Material to process =
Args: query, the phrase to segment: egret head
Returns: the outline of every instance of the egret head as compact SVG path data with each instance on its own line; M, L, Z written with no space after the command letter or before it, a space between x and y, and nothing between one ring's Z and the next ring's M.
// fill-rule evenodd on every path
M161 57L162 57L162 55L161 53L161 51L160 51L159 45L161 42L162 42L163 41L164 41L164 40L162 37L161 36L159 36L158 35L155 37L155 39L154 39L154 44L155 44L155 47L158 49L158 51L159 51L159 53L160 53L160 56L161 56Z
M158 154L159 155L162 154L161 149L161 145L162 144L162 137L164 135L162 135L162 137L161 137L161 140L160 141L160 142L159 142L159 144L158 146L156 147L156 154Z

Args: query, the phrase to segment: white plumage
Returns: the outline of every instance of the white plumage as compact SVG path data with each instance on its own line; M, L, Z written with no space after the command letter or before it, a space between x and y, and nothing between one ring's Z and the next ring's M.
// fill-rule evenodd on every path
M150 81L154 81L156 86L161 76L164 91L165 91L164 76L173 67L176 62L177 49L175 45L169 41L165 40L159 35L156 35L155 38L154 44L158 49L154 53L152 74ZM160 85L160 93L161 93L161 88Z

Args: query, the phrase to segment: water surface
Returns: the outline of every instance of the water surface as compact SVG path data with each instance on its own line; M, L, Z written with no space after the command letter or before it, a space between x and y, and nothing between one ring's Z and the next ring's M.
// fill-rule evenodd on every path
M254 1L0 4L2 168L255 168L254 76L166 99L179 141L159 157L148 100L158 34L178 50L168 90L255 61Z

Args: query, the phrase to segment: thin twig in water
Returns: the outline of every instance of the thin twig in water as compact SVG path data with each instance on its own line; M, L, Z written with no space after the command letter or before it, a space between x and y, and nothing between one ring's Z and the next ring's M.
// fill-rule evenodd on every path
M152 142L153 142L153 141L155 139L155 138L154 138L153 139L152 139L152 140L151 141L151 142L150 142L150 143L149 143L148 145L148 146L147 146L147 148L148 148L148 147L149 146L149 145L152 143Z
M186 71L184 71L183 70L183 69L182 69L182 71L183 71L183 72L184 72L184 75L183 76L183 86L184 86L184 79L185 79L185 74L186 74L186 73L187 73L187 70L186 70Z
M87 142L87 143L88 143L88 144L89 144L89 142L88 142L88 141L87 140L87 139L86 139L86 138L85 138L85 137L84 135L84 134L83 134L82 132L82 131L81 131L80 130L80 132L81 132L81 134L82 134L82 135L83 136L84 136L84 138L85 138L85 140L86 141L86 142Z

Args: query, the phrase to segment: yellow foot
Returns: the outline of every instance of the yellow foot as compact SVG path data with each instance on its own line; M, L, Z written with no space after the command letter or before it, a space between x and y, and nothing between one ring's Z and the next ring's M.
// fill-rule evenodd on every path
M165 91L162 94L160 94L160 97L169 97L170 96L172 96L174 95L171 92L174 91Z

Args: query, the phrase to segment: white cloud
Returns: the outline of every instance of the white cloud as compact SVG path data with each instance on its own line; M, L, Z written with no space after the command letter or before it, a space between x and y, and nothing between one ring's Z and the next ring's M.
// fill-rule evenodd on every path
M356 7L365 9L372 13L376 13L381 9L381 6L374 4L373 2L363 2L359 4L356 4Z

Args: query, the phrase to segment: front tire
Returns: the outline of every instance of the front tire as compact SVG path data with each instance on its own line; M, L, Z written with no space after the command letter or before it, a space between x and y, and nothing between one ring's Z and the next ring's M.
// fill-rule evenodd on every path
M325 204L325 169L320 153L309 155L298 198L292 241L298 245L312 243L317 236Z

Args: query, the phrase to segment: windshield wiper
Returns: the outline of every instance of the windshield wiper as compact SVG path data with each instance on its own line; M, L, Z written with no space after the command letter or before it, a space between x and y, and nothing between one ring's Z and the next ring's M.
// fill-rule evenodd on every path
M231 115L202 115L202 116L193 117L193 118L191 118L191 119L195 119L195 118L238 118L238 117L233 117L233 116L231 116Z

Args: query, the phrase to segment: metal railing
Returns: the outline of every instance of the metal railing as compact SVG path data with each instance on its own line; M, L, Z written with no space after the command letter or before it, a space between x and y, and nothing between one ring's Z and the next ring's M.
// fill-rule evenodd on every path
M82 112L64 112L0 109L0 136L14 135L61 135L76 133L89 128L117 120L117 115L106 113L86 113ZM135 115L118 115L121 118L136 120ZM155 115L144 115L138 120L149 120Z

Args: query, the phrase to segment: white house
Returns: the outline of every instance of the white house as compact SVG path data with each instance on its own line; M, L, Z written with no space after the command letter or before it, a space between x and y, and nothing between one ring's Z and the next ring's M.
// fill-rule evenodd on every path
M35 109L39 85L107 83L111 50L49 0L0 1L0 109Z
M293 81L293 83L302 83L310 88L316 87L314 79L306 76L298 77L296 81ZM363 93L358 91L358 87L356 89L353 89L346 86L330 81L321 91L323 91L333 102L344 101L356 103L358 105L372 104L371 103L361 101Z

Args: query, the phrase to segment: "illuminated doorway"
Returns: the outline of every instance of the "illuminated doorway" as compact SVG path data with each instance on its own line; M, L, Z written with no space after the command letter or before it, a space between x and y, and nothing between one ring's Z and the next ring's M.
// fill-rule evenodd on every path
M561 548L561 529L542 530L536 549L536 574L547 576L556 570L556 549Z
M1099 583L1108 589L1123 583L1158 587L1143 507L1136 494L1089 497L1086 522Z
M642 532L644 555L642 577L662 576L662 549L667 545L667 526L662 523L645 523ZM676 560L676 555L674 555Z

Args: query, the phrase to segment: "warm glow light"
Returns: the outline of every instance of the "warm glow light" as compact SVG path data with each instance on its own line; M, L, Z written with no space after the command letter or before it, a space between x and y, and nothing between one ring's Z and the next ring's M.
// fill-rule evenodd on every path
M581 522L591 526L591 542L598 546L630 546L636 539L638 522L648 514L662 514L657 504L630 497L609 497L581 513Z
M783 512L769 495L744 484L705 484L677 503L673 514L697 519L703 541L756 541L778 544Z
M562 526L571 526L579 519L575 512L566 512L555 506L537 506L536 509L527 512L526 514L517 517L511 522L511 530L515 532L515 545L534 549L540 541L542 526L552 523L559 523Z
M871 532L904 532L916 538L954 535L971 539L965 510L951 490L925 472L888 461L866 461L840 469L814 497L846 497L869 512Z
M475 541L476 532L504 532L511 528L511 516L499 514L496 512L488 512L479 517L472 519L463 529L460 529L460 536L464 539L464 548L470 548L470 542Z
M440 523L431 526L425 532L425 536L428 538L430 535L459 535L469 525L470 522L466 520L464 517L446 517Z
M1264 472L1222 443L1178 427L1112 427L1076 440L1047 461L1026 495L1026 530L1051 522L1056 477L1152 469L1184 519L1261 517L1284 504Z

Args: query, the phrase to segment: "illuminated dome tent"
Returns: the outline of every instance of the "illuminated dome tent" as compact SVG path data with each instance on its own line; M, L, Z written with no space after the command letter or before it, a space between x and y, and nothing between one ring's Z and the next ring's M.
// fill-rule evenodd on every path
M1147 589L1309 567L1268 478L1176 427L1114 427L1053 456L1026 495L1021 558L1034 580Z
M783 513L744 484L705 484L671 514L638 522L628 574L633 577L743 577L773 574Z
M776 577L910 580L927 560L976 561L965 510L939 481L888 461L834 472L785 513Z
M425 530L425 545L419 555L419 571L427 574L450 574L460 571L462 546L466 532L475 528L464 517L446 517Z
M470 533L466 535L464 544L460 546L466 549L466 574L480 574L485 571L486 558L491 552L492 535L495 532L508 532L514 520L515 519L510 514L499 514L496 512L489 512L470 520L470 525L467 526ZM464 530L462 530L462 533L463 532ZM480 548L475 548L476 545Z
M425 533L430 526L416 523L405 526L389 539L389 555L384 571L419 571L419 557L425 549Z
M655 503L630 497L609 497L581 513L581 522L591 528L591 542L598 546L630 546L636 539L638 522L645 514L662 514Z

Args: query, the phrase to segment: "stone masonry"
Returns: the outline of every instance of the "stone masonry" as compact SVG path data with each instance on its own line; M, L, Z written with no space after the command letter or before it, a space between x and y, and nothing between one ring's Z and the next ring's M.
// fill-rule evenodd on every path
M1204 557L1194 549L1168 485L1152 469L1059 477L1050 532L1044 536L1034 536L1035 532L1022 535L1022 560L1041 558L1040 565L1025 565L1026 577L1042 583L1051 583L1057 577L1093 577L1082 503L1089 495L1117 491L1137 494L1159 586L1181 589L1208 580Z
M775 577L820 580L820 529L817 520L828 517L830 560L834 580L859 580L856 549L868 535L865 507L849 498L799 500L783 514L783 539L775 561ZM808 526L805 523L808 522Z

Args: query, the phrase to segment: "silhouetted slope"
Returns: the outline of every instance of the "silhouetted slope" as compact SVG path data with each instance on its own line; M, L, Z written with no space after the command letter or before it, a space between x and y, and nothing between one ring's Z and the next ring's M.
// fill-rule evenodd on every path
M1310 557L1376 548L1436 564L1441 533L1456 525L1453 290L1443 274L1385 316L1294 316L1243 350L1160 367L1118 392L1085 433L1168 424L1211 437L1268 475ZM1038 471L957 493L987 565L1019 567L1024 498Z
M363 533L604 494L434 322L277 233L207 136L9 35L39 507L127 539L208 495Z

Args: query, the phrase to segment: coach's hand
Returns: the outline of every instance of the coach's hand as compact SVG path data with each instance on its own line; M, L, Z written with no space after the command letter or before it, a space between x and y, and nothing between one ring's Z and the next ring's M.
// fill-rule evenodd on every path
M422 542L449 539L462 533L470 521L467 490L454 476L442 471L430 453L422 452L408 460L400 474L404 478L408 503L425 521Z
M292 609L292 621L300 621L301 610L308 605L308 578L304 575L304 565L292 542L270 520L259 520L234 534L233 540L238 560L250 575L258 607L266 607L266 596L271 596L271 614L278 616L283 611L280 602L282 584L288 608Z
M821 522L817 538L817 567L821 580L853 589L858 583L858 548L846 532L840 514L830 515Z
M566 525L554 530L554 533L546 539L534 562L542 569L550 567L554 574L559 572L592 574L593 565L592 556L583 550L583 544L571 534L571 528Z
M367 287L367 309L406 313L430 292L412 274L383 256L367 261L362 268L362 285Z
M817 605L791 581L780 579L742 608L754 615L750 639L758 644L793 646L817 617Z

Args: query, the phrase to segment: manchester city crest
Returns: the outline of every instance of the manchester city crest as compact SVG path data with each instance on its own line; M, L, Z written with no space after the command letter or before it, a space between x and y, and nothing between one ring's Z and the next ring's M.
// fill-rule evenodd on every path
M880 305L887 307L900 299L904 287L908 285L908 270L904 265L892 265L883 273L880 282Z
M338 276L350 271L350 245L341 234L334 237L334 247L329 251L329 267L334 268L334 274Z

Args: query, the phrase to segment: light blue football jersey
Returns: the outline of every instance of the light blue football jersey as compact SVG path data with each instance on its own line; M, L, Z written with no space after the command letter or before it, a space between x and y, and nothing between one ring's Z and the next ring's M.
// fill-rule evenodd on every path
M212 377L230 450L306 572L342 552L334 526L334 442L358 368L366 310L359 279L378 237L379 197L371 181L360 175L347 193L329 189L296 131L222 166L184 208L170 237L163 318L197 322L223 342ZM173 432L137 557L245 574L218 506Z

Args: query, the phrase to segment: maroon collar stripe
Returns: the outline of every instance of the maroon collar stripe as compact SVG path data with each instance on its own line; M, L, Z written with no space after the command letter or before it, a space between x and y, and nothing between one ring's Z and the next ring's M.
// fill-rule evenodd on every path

Goal = Collect each line of the listing that contains the string "railing", matching case.

Complete response =
Args: query, the phrase to segment: metal railing
Returns: the outline of every instance of the metal railing as compact SVG path data with each instance on its own line; M, L, Z written with no space after the command letter or before it, a space between x and y, and nothing between one ring's Z and the next ring's M.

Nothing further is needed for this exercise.